Retype the whole listing, please, keeping every line exact and dropping the pictures.

Records from a collection:
--

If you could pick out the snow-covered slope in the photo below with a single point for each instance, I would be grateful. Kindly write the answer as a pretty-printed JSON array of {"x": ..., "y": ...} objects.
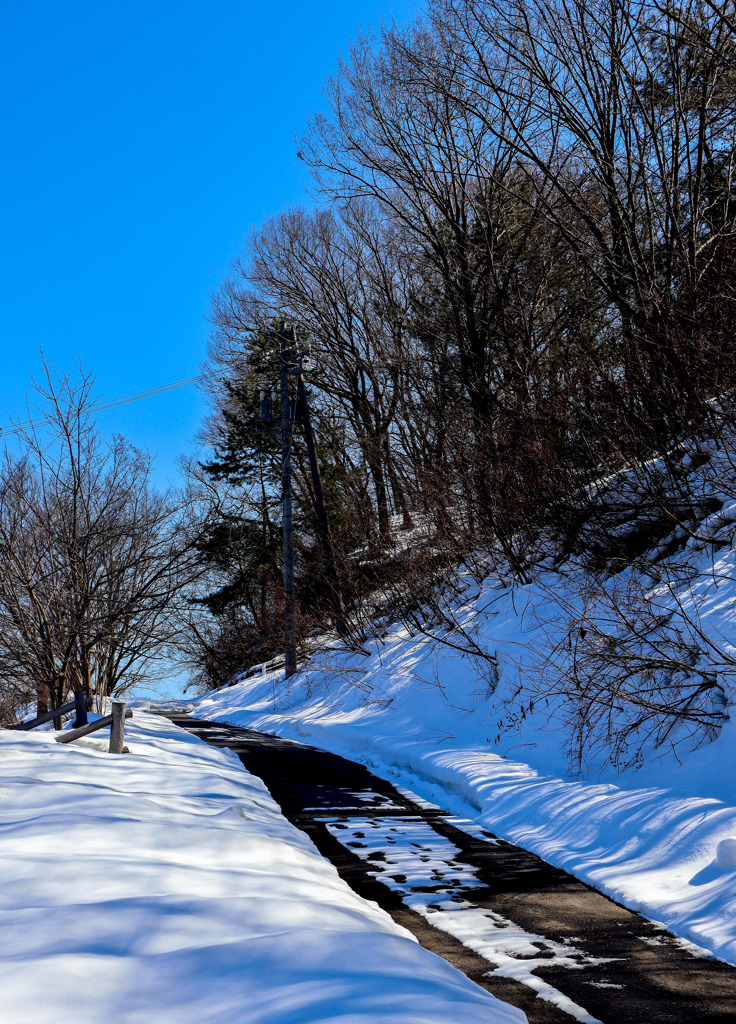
[
  {"x": 419, "y": 714},
  {"x": 165, "y": 886}
]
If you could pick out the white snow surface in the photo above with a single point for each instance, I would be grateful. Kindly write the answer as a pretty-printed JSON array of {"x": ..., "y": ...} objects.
[
  {"x": 165, "y": 886},
  {"x": 417, "y": 714}
]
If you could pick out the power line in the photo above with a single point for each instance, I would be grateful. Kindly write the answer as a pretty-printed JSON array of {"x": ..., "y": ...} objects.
[{"x": 113, "y": 403}]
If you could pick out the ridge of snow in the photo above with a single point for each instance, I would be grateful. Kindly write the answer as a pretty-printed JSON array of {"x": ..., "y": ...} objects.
[
  {"x": 166, "y": 886},
  {"x": 417, "y": 714}
]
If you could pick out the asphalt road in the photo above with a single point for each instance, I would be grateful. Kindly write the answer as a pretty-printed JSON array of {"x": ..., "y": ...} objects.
[{"x": 579, "y": 945}]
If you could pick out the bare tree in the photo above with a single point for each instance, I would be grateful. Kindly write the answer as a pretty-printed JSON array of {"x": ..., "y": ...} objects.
[{"x": 93, "y": 560}]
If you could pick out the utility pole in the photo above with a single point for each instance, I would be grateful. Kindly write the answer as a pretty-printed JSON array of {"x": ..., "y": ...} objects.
[
  {"x": 290, "y": 628},
  {"x": 338, "y": 604}
]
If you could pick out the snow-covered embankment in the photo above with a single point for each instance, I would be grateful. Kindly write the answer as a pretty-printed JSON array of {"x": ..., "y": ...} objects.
[{"x": 166, "y": 886}]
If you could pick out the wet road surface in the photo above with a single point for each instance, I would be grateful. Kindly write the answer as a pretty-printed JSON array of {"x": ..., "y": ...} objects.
[{"x": 527, "y": 932}]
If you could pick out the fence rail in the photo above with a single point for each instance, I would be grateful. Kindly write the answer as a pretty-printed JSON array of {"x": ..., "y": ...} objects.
[
  {"x": 81, "y": 705},
  {"x": 82, "y": 726}
]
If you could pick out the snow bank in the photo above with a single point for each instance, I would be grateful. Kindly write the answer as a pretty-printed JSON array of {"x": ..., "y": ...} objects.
[
  {"x": 418, "y": 714},
  {"x": 166, "y": 886}
]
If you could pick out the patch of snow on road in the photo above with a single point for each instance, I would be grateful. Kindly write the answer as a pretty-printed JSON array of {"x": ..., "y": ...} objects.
[
  {"x": 165, "y": 886},
  {"x": 408, "y": 856}
]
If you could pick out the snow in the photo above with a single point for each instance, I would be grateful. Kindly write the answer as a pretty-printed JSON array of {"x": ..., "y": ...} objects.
[
  {"x": 726, "y": 853},
  {"x": 424, "y": 868},
  {"x": 422, "y": 716},
  {"x": 166, "y": 886}
]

--

**In response**
If you could pick out the snow-covered slope in the photo below with a single point for each instance, I would be grateful. Kindly write the answer as a pretty-printed JSON array of {"x": ..., "y": ...} objects.
[
  {"x": 419, "y": 714},
  {"x": 165, "y": 886}
]
If you could pick out the white snow surface in the photo above with a single point for each instance, I would be grateful. Kindly write the answer as a pretty-printed JSON array of {"x": ..., "y": ...} objects.
[
  {"x": 165, "y": 886},
  {"x": 417, "y": 714}
]
If you could pick out the power line in the photo above with a single point for each instance, I would be grateful. Kindly write the answer as a pretty-printed JSON array of {"x": ..., "y": ...} objects.
[{"x": 113, "y": 403}]
If you could pick out the ridge of snow in the photo above with a single point for each instance, I would be grateful. Kindly write the answer as a pretty-printed JSON array of {"x": ..., "y": ...} objects.
[
  {"x": 166, "y": 886},
  {"x": 417, "y": 714}
]
If you could pick out the asphalt road in the photo above with a single point for each instance, I would be grateful. Kindly write the answer as a pretty-printed JSON array of {"x": ..., "y": ...} objects.
[{"x": 579, "y": 945}]
If you could pick out the bare tree in the photo above with a single point for each instance, I would be grateful. Kindly write the answer as a pretty-printed JSON array of {"x": ..., "y": ...} objects.
[{"x": 93, "y": 560}]
If you could pick out the utility pole in the photo above with a single point for each instance, I would be grateful. Kindly write the answer as a pretty-printed JSON array of {"x": ..., "y": ...} objects.
[
  {"x": 290, "y": 628},
  {"x": 338, "y": 604}
]
If you could pick out the snow-covered embankment in the photo above with a single point for each instance, I would be grateful. Kindly write the answer as a pretty-printed JSON array of {"x": ..., "y": ...} objects.
[{"x": 166, "y": 886}]
If you could pick out the wet road surface in the photo above with a single point for each instance, I would be grateful. Kindly write the answer as a pretty-printed JSON array of {"x": ..., "y": ...} objects.
[{"x": 527, "y": 932}]
If you could pick out the fence rail in the photo above with a single point for each instance, I would be grateful. Kindly write the answer as a pretty-printed JSON array of {"x": ..., "y": ...} objects.
[
  {"x": 81, "y": 705},
  {"x": 82, "y": 726}
]
If you could pick out the snow bank in the photo above with a single point for each instance, I would be grateful. Kindly write the answer as a pretty-printed JSON array of {"x": ..., "y": ...} objects.
[
  {"x": 418, "y": 714},
  {"x": 166, "y": 886}
]
If you could pick out the patch of snow on road in the photo above with a single point for each instance, I would be grateful. Kindly write the answer as a pretty-printed JSON array of {"x": ..., "y": ...} objects.
[
  {"x": 165, "y": 886},
  {"x": 408, "y": 856}
]
If you could pick out the snow in the photo above with a single point for each instance, I would be grateful. Kindly write the answer as a pretty-printed JSON array of {"x": ..., "y": ...} objects.
[
  {"x": 726, "y": 853},
  {"x": 424, "y": 868},
  {"x": 422, "y": 716},
  {"x": 166, "y": 886}
]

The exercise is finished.